▶ **Exercise goal**
Quote the records in full and leave their pictures out.

--

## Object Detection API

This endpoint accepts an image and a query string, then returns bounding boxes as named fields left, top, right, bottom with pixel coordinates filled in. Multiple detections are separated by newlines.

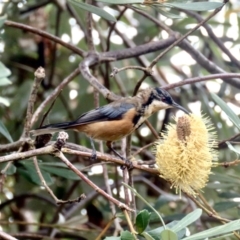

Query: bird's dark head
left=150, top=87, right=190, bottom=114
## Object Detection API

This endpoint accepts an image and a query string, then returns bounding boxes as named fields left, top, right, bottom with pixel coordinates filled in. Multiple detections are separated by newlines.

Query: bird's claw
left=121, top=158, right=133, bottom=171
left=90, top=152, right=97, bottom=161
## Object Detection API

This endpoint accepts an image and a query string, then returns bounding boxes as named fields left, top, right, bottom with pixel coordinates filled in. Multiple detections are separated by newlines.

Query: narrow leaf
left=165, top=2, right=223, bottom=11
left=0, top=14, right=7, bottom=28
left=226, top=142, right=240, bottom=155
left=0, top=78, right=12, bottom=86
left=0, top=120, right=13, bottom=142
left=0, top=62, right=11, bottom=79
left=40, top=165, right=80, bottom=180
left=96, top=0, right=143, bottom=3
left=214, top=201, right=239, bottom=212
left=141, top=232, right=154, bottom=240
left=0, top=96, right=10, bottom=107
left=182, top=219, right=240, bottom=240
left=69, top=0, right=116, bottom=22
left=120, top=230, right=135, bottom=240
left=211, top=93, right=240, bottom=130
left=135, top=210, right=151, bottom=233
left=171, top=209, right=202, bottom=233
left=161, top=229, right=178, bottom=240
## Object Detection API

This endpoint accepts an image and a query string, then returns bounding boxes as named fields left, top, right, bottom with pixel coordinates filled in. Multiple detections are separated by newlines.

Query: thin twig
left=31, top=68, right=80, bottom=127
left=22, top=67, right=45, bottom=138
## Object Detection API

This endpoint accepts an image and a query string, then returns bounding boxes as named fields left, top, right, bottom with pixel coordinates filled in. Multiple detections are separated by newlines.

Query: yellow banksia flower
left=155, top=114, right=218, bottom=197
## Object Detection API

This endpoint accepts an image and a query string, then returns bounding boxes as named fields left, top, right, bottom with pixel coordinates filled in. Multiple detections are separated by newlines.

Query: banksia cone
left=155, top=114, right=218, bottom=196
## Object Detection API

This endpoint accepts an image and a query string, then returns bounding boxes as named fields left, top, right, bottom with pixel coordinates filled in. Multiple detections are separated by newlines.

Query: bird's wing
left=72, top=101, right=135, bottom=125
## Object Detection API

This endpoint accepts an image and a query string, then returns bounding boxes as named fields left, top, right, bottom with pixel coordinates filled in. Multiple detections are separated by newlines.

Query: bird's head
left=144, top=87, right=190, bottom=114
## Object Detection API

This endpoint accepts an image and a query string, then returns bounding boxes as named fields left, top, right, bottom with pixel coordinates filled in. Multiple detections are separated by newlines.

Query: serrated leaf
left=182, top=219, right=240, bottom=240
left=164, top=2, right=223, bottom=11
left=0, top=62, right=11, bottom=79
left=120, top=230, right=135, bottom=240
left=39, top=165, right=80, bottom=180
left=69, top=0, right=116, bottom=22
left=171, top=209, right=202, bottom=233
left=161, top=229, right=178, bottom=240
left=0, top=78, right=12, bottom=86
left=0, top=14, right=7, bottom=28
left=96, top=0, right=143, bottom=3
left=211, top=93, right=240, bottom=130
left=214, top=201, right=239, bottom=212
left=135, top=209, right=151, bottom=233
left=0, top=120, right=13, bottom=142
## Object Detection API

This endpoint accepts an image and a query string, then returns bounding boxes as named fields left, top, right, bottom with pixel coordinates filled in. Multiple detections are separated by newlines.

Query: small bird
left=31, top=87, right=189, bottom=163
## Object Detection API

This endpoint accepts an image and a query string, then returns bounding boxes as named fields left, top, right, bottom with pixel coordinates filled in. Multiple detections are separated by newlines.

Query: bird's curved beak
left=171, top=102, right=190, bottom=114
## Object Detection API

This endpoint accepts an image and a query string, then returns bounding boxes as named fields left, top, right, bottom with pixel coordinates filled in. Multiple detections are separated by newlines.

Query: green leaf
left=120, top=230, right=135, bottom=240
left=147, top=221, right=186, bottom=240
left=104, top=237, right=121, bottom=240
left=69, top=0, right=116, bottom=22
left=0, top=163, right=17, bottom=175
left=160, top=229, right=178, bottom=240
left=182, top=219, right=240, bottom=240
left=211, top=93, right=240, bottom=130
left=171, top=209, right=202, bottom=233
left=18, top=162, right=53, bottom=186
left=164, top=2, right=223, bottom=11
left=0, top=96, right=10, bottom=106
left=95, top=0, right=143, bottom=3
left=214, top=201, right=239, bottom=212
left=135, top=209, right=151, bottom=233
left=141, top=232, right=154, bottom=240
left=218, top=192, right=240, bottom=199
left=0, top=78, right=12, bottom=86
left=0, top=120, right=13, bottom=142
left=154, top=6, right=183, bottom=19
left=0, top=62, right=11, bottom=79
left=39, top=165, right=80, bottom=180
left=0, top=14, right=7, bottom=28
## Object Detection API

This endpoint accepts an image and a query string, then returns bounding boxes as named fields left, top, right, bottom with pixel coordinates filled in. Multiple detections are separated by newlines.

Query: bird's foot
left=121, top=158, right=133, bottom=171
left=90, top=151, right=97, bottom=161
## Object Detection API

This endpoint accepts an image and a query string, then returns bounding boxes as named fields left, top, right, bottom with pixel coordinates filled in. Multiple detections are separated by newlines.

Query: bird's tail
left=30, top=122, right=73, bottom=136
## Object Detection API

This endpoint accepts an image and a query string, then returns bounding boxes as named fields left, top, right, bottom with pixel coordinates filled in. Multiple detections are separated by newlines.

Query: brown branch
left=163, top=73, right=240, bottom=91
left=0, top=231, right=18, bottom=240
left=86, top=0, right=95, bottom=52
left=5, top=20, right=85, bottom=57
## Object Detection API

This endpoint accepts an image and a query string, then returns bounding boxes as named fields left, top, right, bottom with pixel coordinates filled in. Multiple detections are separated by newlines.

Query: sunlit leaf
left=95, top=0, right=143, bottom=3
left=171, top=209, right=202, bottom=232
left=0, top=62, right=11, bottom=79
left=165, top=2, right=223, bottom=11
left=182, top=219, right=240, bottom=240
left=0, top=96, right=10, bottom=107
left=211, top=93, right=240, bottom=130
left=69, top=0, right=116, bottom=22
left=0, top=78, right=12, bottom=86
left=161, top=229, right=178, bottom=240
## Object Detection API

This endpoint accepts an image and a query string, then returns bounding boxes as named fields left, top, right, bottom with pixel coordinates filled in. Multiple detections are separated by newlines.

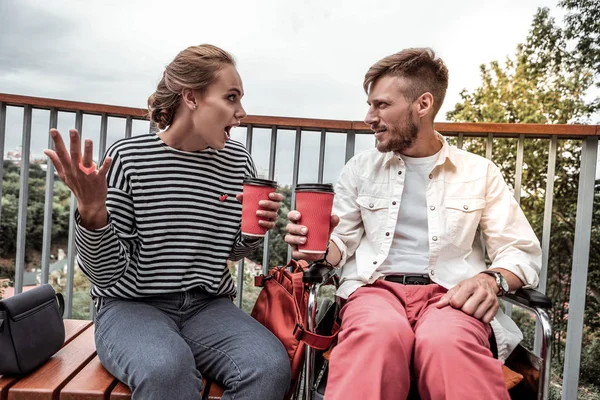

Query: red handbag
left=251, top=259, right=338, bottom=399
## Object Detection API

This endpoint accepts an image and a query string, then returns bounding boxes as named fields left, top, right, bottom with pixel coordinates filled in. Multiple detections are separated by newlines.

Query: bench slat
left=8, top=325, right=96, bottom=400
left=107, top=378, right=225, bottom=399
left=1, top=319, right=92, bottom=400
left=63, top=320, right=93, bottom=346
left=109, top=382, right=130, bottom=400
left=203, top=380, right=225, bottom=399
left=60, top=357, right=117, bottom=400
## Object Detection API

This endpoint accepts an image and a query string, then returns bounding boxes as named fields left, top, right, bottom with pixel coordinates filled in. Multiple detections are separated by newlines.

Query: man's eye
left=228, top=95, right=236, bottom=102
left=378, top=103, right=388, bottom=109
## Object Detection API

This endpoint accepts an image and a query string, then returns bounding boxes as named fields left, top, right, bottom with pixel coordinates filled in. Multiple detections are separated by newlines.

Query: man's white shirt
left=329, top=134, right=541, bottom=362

--

▶ **Written solution**
## Object Detection API

This endpoint accepts an image and a query string, then returns bounding boxes as named fields left, top, right, bottom with pixel coordinates filled in. Multiple detections are separated by newlines.


Query: bird's dark head
left=150, top=87, right=190, bottom=114
## Object Detection API

This endpoint accepts an image and a query string, then returns bounding boxes as named fields left, top, right, bottom with pixel coordinates filled in. Multiple detections are separated by newlines.

Query: bird's claw
left=121, top=158, right=133, bottom=171
left=90, top=152, right=97, bottom=161
## Object Detection API

This endpoint accepts an image and a query string, then returns bounding boxes as named fields left, top, right, bottom with pixel coordinates filled in. Multiple detections are separated by newlines.

Query: narrow leaf
left=165, top=2, right=223, bottom=11
left=0, top=14, right=7, bottom=28
left=226, top=142, right=240, bottom=155
left=0, top=78, right=12, bottom=86
left=0, top=120, right=13, bottom=142
left=0, top=62, right=11, bottom=79
left=40, top=165, right=80, bottom=180
left=96, top=0, right=143, bottom=3
left=214, top=201, right=239, bottom=212
left=141, top=232, right=154, bottom=240
left=0, top=96, right=10, bottom=107
left=182, top=219, right=240, bottom=240
left=69, top=0, right=116, bottom=22
left=120, top=230, right=135, bottom=240
left=211, top=93, right=240, bottom=130
left=135, top=210, right=151, bottom=233
left=171, top=209, right=202, bottom=233
left=161, top=229, right=178, bottom=240
## Object Detection API

This endpoint accepts an image and a query string, then returns bounding boxes as named fields left, top, right, bottom with pixel coordinates filled in. Multiple detections are separated by newlines.

Query: thin twig
left=31, top=68, right=80, bottom=127
left=22, top=67, right=45, bottom=138
## Object Detection API

This endpoint accepts an image and a query string, then returns bounding boxes as named fields left, top, right, bottom with pixel coordinates filled in. Multiple detections are separated by newlines.

Query: yellow banksia flower
left=155, top=114, right=218, bottom=197
## Object Detection API

This endpoint accepts an image and a query string, then returns bounding boxes as named fields left, top, right, bottom with pixel coordinates filled in. Multiple detections are separated by newlines.

Query: banksia cone
left=155, top=114, right=218, bottom=196
## Object Detection API

This endpoint accepts an image and a query string, then returns bounding boxes as named fields left, top, right, bottom with pixel coordinates filled in. Multiple detections are separated by newlines.

Query: bird's wing
left=72, top=101, right=135, bottom=125
## Object Detection API

This endpoint accepts an image and a query string, then returns bounding boxes as named fields left, top, right, bottom with pixel coordinates filled in. Multiple detections are separated by newlines.

Query: bird's head
left=144, top=87, right=190, bottom=114
## Object Detection API

This endpoint accepts an image and a query string, then returns bounding boxes as named fields left, top, right, bottom with pixel coordinates filled in. Multiple detections are separated by newlines.

Query: serrated leaf
left=182, top=219, right=240, bottom=240
left=164, top=2, right=223, bottom=11
left=0, top=62, right=11, bottom=79
left=120, top=230, right=135, bottom=240
left=39, top=165, right=80, bottom=180
left=69, top=0, right=116, bottom=22
left=171, top=209, right=202, bottom=233
left=161, top=229, right=178, bottom=240
left=0, top=78, right=12, bottom=86
left=0, top=14, right=7, bottom=28
left=96, top=0, right=143, bottom=3
left=211, top=93, right=240, bottom=130
left=214, top=201, right=239, bottom=212
left=135, top=209, right=151, bottom=233
left=0, top=120, right=13, bottom=142
## Object Detection API

This endpoint accepts an image and a query string, then returns bounding boxes as named fields left, top, right, bottom with pixel coordinates filled in. Multiple detections are separated by newlines.

Query: small bird
left=31, top=87, right=189, bottom=163
## Object Detection API

This endpoint accepts an image and a query string, then returns bounding boxes as named fields left, top, right, bottom with pixel coordinates filled in. Multiple detections are separated by newlines.

Query: bird's curved beak
left=171, top=102, right=190, bottom=114
## Object Detection API

This endpoint accepts an image and a query string, then returns bounding boxes as named fields left, top, right, bottom with pixel coordinates filled in. Multiple detections are separated by newlines.

Query: green leaf
left=120, top=230, right=135, bottom=240
left=147, top=221, right=186, bottom=240
left=104, top=237, right=121, bottom=240
left=69, top=0, right=116, bottom=22
left=0, top=163, right=17, bottom=175
left=160, top=229, right=178, bottom=240
left=182, top=219, right=240, bottom=240
left=211, top=93, right=240, bottom=130
left=171, top=209, right=202, bottom=233
left=18, top=162, right=53, bottom=186
left=164, top=2, right=223, bottom=11
left=0, top=96, right=10, bottom=106
left=95, top=0, right=143, bottom=3
left=214, top=201, right=239, bottom=212
left=135, top=209, right=151, bottom=233
left=141, top=232, right=154, bottom=240
left=218, top=192, right=240, bottom=199
left=0, top=78, right=12, bottom=86
left=0, top=120, right=13, bottom=142
left=154, top=6, right=183, bottom=19
left=0, top=62, right=11, bottom=79
left=39, top=165, right=80, bottom=180
left=0, top=14, right=7, bottom=28
## Object Detection API

This endpoint accepts an image and a query string, then returns bounding boxes as named fields left, top, right, bottom with pixel coordinates filled in. Multiple detections are separated by newlines.

Query: bird's foot
left=121, top=158, right=133, bottom=171
left=90, top=151, right=97, bottom=161
## Object Detection API

This endpoint accepts an image and a query string, then returns bounding boxes as named fields left, top, right, bottom with pixel coordinates filled in. Multiple detections are separated by newlines.

Query: bird's tail
left=30, top=122, right=73, bottom=136
## Object Detection API

This endpoint accepts an image and a query string, then returns bounding boxes as named fields left, top, right, bottom with pixel coordinates filled in. Multiple detections are separated by newlines.

Query: brown branch
left=163, top=73, right=240, bottom=91
left=0, top=231, right=18, bottom=240
left=86, top=0, right=95, bottom=52
left=5, top=20, right=85, bottom=57
## Object Detection API

This endpoint accepts an image and a query string, then returns bounding boxes as named fields left, top, right, bottom with pixel coordinates filled in. Multiple detections are separated by newlines.

Query: sunlit leaf
left=95, top=0, right=143, bottom=3
left=171, top=209, right=202, bottom=232
left=0, top=62, right=11, bottom=79
left=165, top=2, right=223, bottom=11
left=182, top=219, right=240, bottom=240
left=0, top=96, right=10, bottom=107
left=211, top=93, right=240, bottom=130
left=69, top=0, right=116, bottom=22
left=0, top=78, right=12, bottom=86
left=161, top=229, right=178, bottom=240
## Object Detection API

This endpoint accepts an image and a query string, then returns bounding boxes as named fields left, top, right, bottom with pixel coordinates filled in. Multiple detections are separated by newlines.


Query: red handbag
left=251, top=259, right=338, bottom=399
## Object Detection API

This endpoint accepts an image and a query string, then returns bounding boxes as named fields left, top, right, bottom with pixel coordinates filled in. Multiple detections are separated by newlines.

Query: bench slat
left=8, top=325, right=96, bottom=400
left=107, top=378, right=225, bottom=399
left=1, top=319, right=92, bottom=400
left=63, top=320, right=93, bottom=346
left=109, top=382, right=130, bottom=400
left=203, top=380, right=225, bottom=399
left=60, top=357, right=117, bottom=400
## Object Detection API

This endpoint accepts an image and a query string, then returns bounding boxes as named fields left, top, right, bottom with pixel coordinates filled in. Multiple detections are separated by newlines.

Query: man's eye
left=228, top=95, right=236, bottom=102
left=378, top=103, right=388, bottom=109
## Object Detection API

This endpoint accepts an image and a query string, then returns bounding boxes as named fields left, top, right, bottom with pixel coordinates filled in. Multiple detections are separated by newlines.

Query: man's white shirt
left=329, top=134, right=541, bottom=362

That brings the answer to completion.